> _Task details_
Please find each line in the items below that contains the word "TARGET" and copy those lines out in full.

> _Entries_

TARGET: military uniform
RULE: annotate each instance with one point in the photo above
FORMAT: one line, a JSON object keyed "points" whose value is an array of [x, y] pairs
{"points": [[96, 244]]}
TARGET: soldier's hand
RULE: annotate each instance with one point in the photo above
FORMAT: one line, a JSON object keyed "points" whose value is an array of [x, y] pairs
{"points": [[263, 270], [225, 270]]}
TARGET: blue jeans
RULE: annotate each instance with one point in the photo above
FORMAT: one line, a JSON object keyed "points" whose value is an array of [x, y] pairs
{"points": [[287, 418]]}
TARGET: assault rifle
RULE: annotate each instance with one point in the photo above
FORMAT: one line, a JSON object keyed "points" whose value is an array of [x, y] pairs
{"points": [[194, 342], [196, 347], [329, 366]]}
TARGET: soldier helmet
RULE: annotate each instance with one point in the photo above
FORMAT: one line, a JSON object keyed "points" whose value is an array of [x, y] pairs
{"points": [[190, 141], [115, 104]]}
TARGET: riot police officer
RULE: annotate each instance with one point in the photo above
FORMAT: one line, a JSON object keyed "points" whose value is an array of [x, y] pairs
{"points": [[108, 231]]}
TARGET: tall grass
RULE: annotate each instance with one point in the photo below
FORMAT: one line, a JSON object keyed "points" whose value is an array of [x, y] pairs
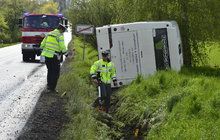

> _Problem solution_
TARGET: military uniform
TARGET: soldier's hand
TARGET: blue jeans
TARGET: assault rifle
TARGET: soldier helmet
TARGET: riot police officer
TARGET: tall grass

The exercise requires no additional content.